Hand Bones - The 5 metacarpals (the heads of the metacarpals, commonly known as knuckles) and 14 phalange bones (Each finger has 3 phalanges the thumb has 2) are linked by ligaments and surrounded by muscles, nerves, vessels, fascia and skin. The tips of the fingers are loaded with sensory receptors and have the ability to sense subtle changes in texture and shape.
When the hand is placed on the floor; the bone to bone transference of weight is significantly less than what we find in the foot. For this reason, the soft tissues that surround the wrist become that much more important. At the same time, they are also more prone to injury. This is also the reason that emphasising a balanced pressure into both sides of the hand, or even an added emphasis on grounding through the thumb side of the hand, is so important. These actions help keep the pressure off of the tissues on the outside of the wrist when the palm is on the floor. The more pressure you have going into that area, the more pressure there is on the soft tissues.

§ SUPPLIED DATA:
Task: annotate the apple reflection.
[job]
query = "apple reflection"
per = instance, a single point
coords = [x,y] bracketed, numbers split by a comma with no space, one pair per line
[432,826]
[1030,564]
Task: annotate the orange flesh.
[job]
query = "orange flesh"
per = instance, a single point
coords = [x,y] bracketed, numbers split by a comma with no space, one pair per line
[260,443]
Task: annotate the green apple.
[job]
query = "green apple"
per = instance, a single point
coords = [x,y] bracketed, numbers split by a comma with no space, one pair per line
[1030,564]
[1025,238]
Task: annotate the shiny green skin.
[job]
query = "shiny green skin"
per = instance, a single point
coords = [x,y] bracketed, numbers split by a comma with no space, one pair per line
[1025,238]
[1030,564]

§ TASK GOAL: Reproduce verbatim the passage of the hand bones text that begins with "When the hand" and ends with "the soft tissues.".

§ ANSWER TO THIS EXERCISE:
When the hand is placed on the floor; the bone to bone transference of weight is significantly less than what we find in the foot. For this reason, the soft tissues that surround the wrist become that much more important. At the same time, they are also more prone to injury. This is also the reason that emphasising a balanced pressure into both sides of the hand, or even an added emphasis on grounding through the thumb side of the hand, is so important. These actions help keep the pressure off of the tissues on the outside of the wrist when the palm is on the floor. The more pressure you have going into that area, the more pressure there is on the soft tissues.